-- TEXT FOR ANALYSIS --
· · · ·

SB 17 (Pan D) Racial Equity Advisory and Accountability Commission: It would establish the Racial Equity Commission consisting of 11 members until January 2030 to address systemic and institutional racism that has resulted in poorer health outcomes and disparities in Black, Indigenous, and people of color (BIPOC).  The bill would require the Commission to develop a statewide Racial Equity Framework that includes methodologies and tools to advance racial equity and address structural racism in California.  The bill would require the Commission to gather data on racial inequities and disparities and compile feedback from communities of color to prepare a report to be submitted to the Governor and the Legislature on and after December 1, 2025, and annually after that.    The bill would define racial equity as efforts to ensure race can no longer be used to predict life well-being, outcomes, and conditions for all groups.

Significance: Members of the Commission would be able to hold hearings and develop best practices and tools for advancing racial equity based on the data and publicly available information.  The Commission would publish annual reports on racial disparities in the state and make recommendations to reduce such disparities.   In consultation with private and public stakeholders, the Commission would develop a Racial Equity Framework for the state.

CBHN position: Support as part of the SB 17 coalition.

AB 1038 (Gipson D) California Health Equity Program:  It would, on July 1, 2022, establish the California Health Equity Program, a competitive grant program administered by the Office of Health Equity to community-based nonprofit organizations, community clinics, local health departments, and tribal organizations to take actions related to health equity. The bill would establish the California Health Equity Fund in the State Treasury and, upon appropriation by the Legislature, would make money in the fund available for the grant program. The bill would also establish the California Health Equity Fund Oversight and Accountability Committee, a 15-member committee with specified membership, to monitor the distribution, implementation, and impact of local and regional grants funded by the California Health Equity Fund and make reports about the status of the program and related recommendations to specified entities, among other duties.

· · · ·

-- GIVEN DATA --

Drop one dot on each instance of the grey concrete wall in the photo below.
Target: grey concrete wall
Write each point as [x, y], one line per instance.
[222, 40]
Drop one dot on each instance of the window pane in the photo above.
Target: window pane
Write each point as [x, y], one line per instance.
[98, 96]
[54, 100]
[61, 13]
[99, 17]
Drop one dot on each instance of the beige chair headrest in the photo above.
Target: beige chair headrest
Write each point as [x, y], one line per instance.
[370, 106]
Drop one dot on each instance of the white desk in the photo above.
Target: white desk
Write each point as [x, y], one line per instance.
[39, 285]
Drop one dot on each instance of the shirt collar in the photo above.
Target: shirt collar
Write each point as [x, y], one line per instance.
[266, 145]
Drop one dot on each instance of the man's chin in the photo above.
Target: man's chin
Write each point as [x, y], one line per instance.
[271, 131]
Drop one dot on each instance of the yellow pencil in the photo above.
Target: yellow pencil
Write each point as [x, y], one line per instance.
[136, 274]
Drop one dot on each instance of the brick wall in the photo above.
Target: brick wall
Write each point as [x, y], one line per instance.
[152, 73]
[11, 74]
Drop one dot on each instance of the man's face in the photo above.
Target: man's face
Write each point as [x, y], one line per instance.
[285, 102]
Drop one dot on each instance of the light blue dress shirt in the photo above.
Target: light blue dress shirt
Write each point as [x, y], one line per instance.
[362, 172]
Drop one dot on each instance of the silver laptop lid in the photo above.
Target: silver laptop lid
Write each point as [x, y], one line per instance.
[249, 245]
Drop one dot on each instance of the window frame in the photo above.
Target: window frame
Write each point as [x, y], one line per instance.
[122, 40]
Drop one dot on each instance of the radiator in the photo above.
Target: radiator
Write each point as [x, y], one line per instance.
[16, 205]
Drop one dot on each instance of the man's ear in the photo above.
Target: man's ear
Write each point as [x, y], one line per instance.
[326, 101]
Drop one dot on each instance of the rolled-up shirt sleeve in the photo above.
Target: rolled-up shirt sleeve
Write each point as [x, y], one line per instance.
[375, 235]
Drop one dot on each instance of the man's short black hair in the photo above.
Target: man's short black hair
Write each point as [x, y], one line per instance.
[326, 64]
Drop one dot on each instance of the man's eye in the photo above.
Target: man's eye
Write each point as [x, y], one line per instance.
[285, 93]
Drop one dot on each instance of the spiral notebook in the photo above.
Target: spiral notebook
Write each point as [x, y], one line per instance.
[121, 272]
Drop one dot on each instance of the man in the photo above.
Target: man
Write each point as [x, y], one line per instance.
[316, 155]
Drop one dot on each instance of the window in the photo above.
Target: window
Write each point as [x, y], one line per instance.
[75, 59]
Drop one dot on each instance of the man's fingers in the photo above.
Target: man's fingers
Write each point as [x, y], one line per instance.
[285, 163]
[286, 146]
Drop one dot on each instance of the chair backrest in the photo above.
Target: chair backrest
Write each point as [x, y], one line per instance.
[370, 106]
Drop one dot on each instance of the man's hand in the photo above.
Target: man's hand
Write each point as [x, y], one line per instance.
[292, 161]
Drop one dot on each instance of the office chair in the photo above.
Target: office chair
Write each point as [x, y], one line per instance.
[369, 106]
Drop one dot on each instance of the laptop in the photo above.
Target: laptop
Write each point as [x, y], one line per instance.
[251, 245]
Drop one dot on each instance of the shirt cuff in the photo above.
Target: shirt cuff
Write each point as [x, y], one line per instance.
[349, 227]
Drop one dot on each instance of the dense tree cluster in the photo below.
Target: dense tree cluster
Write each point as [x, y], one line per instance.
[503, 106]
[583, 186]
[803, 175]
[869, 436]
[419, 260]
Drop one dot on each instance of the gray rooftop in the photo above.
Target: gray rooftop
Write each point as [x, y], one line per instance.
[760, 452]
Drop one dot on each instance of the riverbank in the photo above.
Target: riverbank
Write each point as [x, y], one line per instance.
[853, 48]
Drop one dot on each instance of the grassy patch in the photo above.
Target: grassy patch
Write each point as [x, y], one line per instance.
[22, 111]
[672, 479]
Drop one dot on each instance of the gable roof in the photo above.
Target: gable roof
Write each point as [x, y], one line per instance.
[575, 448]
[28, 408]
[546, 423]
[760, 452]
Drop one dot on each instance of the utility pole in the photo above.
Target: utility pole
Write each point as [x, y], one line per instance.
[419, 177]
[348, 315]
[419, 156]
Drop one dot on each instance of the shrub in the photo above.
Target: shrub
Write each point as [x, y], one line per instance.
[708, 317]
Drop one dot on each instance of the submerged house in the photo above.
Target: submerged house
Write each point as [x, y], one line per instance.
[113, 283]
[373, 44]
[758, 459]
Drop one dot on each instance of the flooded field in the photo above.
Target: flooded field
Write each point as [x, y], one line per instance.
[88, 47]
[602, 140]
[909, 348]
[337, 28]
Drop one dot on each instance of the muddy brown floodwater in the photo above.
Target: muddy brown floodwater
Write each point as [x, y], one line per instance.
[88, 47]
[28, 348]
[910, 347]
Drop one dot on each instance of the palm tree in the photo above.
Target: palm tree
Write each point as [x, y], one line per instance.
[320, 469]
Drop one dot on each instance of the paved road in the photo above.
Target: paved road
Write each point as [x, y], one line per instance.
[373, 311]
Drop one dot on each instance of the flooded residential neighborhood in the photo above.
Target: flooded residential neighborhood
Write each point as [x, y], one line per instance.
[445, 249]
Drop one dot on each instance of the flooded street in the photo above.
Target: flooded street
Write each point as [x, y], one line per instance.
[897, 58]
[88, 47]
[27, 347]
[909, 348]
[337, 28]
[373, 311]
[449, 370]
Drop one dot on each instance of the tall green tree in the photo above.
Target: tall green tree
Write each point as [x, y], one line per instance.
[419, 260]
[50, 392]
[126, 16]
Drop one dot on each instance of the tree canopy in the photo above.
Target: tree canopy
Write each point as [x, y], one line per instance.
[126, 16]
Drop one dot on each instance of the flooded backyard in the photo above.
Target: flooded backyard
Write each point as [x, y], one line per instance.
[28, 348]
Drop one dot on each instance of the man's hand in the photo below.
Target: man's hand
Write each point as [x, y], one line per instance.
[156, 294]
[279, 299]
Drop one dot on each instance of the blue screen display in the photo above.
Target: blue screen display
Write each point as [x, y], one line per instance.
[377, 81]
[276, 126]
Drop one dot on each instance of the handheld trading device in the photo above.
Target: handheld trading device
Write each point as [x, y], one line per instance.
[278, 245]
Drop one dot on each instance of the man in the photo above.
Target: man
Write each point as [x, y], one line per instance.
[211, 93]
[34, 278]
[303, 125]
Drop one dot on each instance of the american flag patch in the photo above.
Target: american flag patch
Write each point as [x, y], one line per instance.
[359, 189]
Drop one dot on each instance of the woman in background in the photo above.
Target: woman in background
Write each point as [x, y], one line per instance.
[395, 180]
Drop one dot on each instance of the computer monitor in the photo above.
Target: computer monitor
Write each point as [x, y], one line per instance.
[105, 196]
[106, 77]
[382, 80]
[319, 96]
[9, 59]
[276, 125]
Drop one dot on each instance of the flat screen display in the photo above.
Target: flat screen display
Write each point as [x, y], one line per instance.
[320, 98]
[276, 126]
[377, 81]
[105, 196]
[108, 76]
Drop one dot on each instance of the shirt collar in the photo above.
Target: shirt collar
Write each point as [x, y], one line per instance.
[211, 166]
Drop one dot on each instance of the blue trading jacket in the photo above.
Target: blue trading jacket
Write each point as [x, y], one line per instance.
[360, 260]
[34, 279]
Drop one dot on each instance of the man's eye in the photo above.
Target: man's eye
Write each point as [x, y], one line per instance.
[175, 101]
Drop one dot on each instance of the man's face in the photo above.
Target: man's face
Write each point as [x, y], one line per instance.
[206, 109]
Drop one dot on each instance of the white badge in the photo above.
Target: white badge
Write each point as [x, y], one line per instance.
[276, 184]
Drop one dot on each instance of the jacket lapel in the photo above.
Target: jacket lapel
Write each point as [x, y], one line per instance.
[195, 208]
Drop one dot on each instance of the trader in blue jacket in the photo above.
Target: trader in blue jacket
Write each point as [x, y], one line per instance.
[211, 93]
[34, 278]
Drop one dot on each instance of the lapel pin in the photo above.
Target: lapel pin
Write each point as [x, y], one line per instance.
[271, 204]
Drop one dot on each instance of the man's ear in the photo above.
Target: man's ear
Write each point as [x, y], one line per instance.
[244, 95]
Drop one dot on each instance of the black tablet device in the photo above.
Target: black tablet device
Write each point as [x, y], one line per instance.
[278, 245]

· · · ·

-- TASK STATEMENT --
In the legislative summary, which types of organizations could receive grants from the California Health Equity Program? List them all. The items stand apart from the legislative summary and are separate material.

-- SOLUTION --
- Community-based nonprofit organizations
- Community clinics
- Local health departments
- Tribal organizations